**Document**.
⁂

I've been awaiting this volume since IDW started this series in 2005; it represents a watershed moment for us Tracy fans who had the rug pulled out from under us in 1989 when Blackthorne Publishing went belly-up. Blackthorne's DICK TRACY WEEKLY was canceled after #99, just as the Moon Maid saga was getting good. Tracy, upset over Junior's running off to the moon with Moon Maid, resigned (!) on 4/26/64, his forlorn figure walking away from Chief Patton, Liz, and Sam...then nothing! Now, nearly thirty years later, we get to see what transpired next: the Skeleton in the Elm Tree, Junior and Moon Maid's wedding, the Disappearance of Lita Flite, the introduction of Matty Square and his gang, and, of course, Mr. Bribery and Ugly Christine. I don't believe any of the strips from this era have ever been reprinted before? Can't wait for future volumes that will contain the last twelve years of Mr. Gould's iconic run...Fellow Blackthorne mourners...OUR TIME HAS COME!!!
S**T
These reprints are terrific!
It's great that these classic comic strips are being reprinted - for those of us who fondly remember them and for a new generation to discover and appreciate!
S**A
Gould's best artwork
The print quality is good. Glad the publisher made it this far with the reprinting
C**S
Activeimagination
I can't quite figure out those who want Chester Gould to only do hard-boiled detective. Love between those from different planets is fairly daring for newspaper strips. Is it to much for the detective fans? I enjoy the hard-boiled Tracy as much as the next person - I have the entire collection up to this book. But Gould does a lot of other new things here. Moon Maid has super-hero powers - she generates heat and fires electric blasts from her fingers that can kill. She is totally vigilante, taking the law into her own hands. Tracy approves, but I guess that's not hard-boiled enough for many. Even Max Allan Collins, who writes all the introductions to these collections, weighs in on Tracy's controversial departing from his norm - everything from portrayal of the moon's cultural benefits to the hot-tempered governor. So suddenly we want realism from Tracy? In the meantime, the crooks here are straight-out caricature, hilarious and one of the ways Gould keeps me entertained. Matty Square may be one of the most incapable crooks ever. In his bumbling, he kills his own gang and even loses his cigar smoking cat to Mr. Bribery, whose clients by the way seem to lose all ability to detect Mr.Bribery blatantly picking money from their pockets. The only criminal success Marry Square has had is accumulating stacks of appliances and groceries, and we don't know how he did that. These wacky criminals are the things I like Tracy for as he had to keep pushing his own crazed envelope. Moon Maid was in many ways more original than his peculiar rogue's gallery. Tracy's winking at her crimes - well she is his daughter-in-law - is in keeping with his character and views. The "scientific" things such as magnetism being the key to interstellar travel, were things readers took as seriously as believing that criminals looked and acted like Mr. Larceny, who spends much of his time babbling to a rose and has a sister whose eyes are always covered by her hair named Ugly Christine. It is all a part of Chester Gould's mad universe, which he got away with in the then straight-laced world of newspaper strips. A moon person, a murderer with little electric horns and super blasts coming from her hands, marries and has a baby with a man who physically seems to be a different species. These were my favorite Tracy adventures so far. My complaint is that the reproduction of the artwork, always fantastic in the books in the early volumes, is again spotty here.
K**Y
Love these books
These are the best compilations. Very well bound.
T**N
Five Stars
Another fine entry in the Dick Tracy series from IDW.
R**S
great
great
H**P
Dick Tracy - another great collection
Another great collection of stories from Dick Tracy. I have all 24 books.

⁂

**Extracted information**.
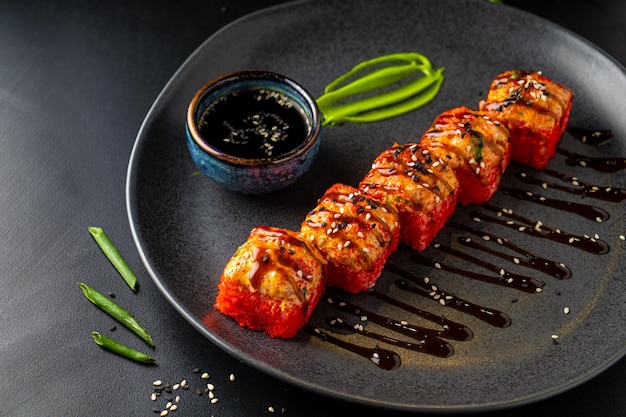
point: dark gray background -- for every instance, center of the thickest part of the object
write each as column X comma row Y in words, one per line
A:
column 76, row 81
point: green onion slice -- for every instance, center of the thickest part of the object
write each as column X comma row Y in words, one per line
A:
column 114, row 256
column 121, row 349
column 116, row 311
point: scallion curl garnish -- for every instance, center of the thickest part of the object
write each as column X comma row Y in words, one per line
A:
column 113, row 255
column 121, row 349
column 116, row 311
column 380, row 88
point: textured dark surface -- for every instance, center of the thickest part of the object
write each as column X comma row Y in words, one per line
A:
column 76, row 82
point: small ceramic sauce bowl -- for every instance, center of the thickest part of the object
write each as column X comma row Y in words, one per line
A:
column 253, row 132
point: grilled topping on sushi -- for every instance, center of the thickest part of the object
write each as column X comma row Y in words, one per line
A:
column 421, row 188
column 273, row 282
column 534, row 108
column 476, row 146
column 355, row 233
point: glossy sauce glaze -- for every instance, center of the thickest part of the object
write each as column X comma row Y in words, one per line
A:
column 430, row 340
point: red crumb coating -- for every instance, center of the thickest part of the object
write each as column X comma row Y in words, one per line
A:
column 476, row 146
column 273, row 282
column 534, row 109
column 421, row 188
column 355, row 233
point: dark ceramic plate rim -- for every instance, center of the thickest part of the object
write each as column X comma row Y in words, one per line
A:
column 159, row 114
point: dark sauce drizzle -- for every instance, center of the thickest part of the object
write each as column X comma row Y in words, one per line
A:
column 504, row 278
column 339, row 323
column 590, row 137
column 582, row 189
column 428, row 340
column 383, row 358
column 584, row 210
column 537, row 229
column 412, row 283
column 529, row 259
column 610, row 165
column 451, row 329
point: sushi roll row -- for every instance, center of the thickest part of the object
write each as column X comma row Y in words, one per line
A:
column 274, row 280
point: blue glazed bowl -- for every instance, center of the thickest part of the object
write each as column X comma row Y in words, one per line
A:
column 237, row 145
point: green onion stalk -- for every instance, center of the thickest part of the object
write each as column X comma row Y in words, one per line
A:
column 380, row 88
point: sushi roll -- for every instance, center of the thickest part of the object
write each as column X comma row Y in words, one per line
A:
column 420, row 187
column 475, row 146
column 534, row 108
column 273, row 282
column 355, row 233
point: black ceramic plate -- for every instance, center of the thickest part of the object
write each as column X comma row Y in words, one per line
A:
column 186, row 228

⁂

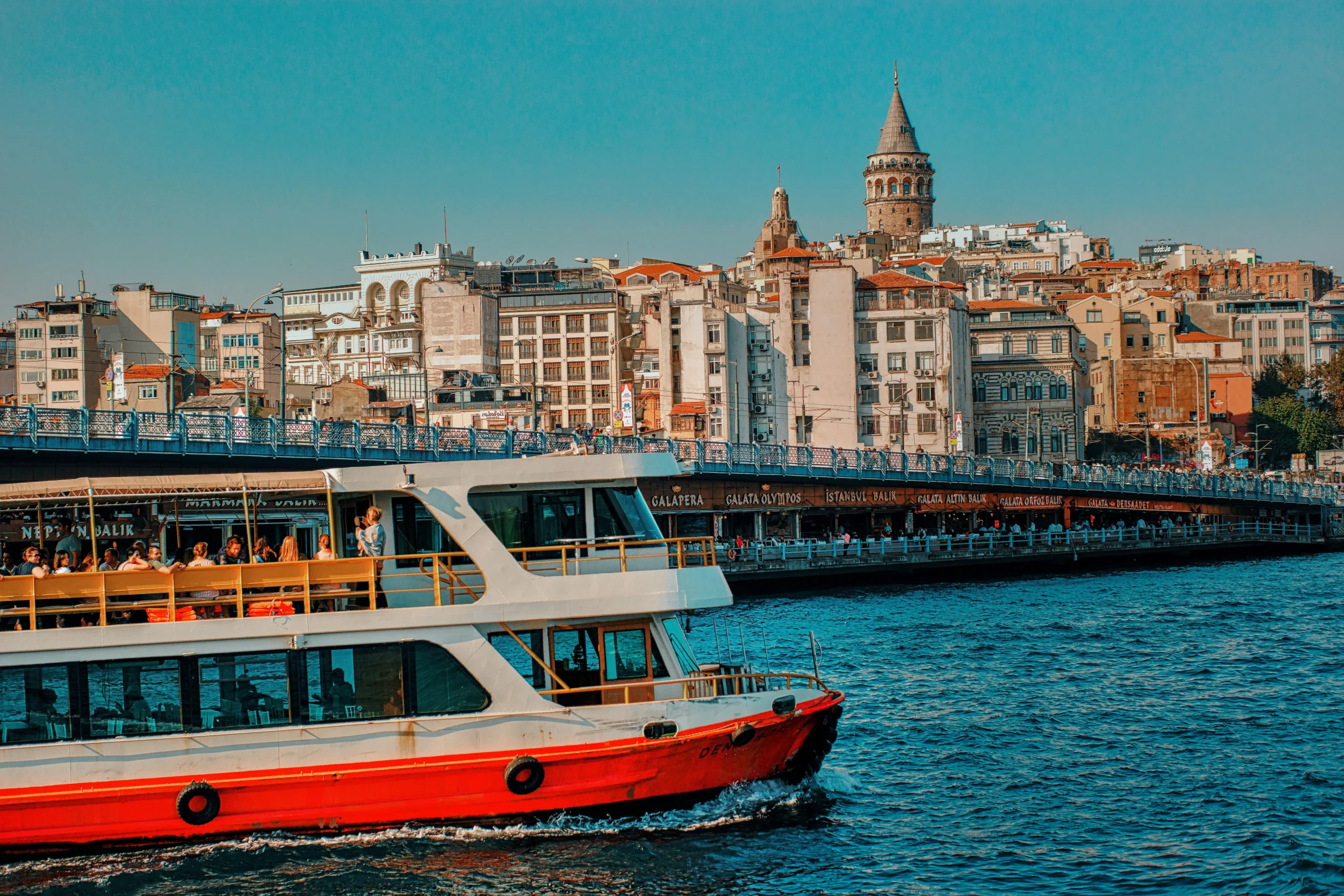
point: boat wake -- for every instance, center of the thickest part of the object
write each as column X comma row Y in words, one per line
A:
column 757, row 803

⁂

**Written task**.
Transcribe everything in the Dick Tracy reviews above from "It's great that" down to "discover and appreciate!".

**Answer to this problem**.
It's great that these classic comic strips are being reprinted - for those of us who fondly remember them and for a new generation to discover and appreciate!